TASK OBJECTIVE →
Count the lines in the listing below that contain the word "simplified", treating case as significant. Reply with the number alone.
-------- RECORD SET --------
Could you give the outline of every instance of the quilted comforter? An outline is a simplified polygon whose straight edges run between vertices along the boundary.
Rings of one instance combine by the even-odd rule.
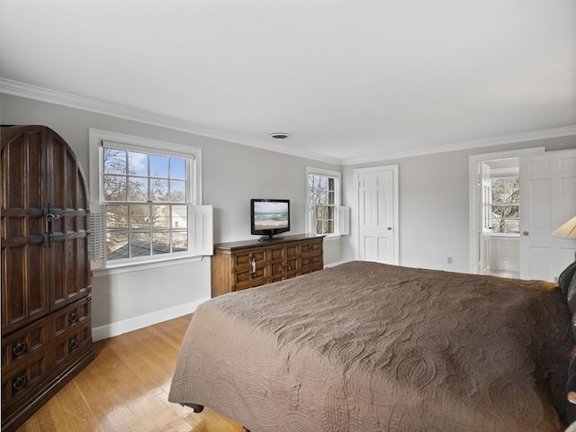
[[[252,432],[561,431],[558,288],[369,262],[217,297],[169,400]]]

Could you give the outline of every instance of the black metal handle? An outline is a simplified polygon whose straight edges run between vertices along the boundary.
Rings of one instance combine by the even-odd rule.
[[[13,380],[12,388],[14,392],[20,392],[22,389],[26,387],[27,383],[28,380],[26,379],[26,375],[18,375]]]
[[[77,348],[78,347],[78,339],[70,340],[70,342],[68,342],[68,346],[70,347],[71,350],[75,350],[76,348]]]
[[[250,279],[254,279],[256,276],[256,256],[254,256],[254,254],[250,254],[248,256],[248,261],[252,265],[252,271],[250,272]]]
[[[26,352],[27,347],[26,342],[18,342],[12,347],[12,353],[14,356],[22,356]]]

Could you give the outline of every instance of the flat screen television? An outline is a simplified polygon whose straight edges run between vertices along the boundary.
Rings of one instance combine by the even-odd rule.
[[[281,239],[274,236],[290,230],[290,200],[251,199],[250,225],[259,241]]]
--------
RESPONSE TO THE TASK →
3